» What the task asks:
Extract the full listing below without altering a single character.

» The records:
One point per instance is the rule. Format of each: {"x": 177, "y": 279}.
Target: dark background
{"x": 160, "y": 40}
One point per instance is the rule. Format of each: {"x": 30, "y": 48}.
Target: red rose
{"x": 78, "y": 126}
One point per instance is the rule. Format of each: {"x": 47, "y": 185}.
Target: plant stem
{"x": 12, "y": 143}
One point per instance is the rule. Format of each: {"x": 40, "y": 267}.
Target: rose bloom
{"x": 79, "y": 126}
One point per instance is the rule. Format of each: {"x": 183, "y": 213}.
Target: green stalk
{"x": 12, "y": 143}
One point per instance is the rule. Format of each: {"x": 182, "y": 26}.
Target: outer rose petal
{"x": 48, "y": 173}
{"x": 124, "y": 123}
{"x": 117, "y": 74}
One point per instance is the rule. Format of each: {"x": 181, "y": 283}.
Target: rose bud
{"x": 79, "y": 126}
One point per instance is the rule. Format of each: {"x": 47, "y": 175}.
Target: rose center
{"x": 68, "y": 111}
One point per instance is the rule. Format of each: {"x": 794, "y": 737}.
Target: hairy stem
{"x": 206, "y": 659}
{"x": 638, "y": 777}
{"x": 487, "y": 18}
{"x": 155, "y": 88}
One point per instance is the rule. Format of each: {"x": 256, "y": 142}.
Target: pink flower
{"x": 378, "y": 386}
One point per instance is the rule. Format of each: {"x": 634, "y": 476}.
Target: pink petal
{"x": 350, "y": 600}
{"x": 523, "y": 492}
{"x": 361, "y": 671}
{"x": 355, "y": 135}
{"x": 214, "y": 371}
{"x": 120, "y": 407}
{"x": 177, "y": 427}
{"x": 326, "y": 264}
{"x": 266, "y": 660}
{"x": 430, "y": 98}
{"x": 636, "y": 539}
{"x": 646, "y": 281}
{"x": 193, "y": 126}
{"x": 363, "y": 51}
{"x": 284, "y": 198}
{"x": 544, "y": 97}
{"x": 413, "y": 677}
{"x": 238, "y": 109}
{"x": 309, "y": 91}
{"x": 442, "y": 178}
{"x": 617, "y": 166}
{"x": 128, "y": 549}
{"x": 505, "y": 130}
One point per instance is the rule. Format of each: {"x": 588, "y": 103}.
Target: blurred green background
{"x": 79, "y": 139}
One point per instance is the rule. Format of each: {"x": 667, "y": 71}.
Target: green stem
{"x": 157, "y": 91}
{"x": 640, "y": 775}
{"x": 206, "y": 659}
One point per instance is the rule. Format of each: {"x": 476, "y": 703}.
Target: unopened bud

» Response to the exercise:
One point per instance is the rule. Format of each: {"x": 177, "y": 279}.
Target: dark background
{"x": 160, "y": 40}
One point per instance is the rule. Format of each: {"x": 30, "y": 48}.
Target: red rose
{"x": 78, "y": 126}
One point per instance is the rule. Format of each: {"x": 47, "y": 185}.
Target: plant stem
{"x": 12, "y": 143}
One point per instance is the rule. Format of each: {"x": 40, "y": 267}.
Target: rose bloom
{"x": 79, "y": 126}
One point per instance is the rule. Format of each: {"x": 183, "y": 213}.
Target: green stalk
{"x": 12, "y": 143}
One point per instance is the rule. Format of each: {"x": 182, "y": 26}.
Target: outer rose petal
{"x": 48, "y": 173}
{"x": 124, "y": 123}
{"x": 117, "y": 74}
One point per instance is the rule. Format of each: {"x": 181, "y": 283}.
Target: rose bud
{"x": 79, "y": 126}
One point per instance is the rule. Format of each: {"x": 47, "y": 175}.
Target: rose center
{"x": 68, "y": 111}
One point per instance is the rule. Format of each: {"x": 794, "y": 737}.
Target: hairy stem
{"x": 206, "y": 659}
{"x": 638, "y": 777}
{"x": 487, "y": 18}
{"x": 155, "y": 88}
One point per instance is the rule. Format of each: {"x": 256, "y": 142}.
Target: pink flower
{"x": 378, "y": 386}
One point per instance is the rule. Format of each: {"x": 634, "y": 476}.
Target: pink petal
{"x": 350, "y": 600}
{"x": 523, "y": 492}
{"x": 361, "y": 671}
{"x": 355, "y": 135}
{"x": 214, "y": 371}
{"x": 120, "y": 407}
{"x": 177, "y": 427}
{"x": 326, "y": 264}
{"x": 266, "y": 660}
{"x": 430, "y": 98}
{"x": 636, "y": 539}
{"x": 646, "y": 281}
{"x": 193, "y": 126}
{"x": 363, "y": 51}
{"x": 284, "y": 198}
{"x": 544, "y": 97}
{"x": 413, "y": 677}
{"x": 238, "y": 109}
{"x": 309, "y": 91}
{"x": 442, "y": 178}
{"x": 617, "y": 166}
{"x": 128, "y": 549}
{"x": 505, "y": 130}
One point per instance is the rule. Format of each: {"x": 588, "y": 103}.
Target: blurred green background
{"x": 79, "y": 139}
One point per instance is the rule. Format of each: {"x": 667, "y": 71}.
Target: green stem
{"x": 157, "y": 91}
{"x": 640, "y": 775}
{"x": 206, "y": 659}
One point per instance is the rule. Format of each: {"x": 476, "y": 703}.
Target: unopened bud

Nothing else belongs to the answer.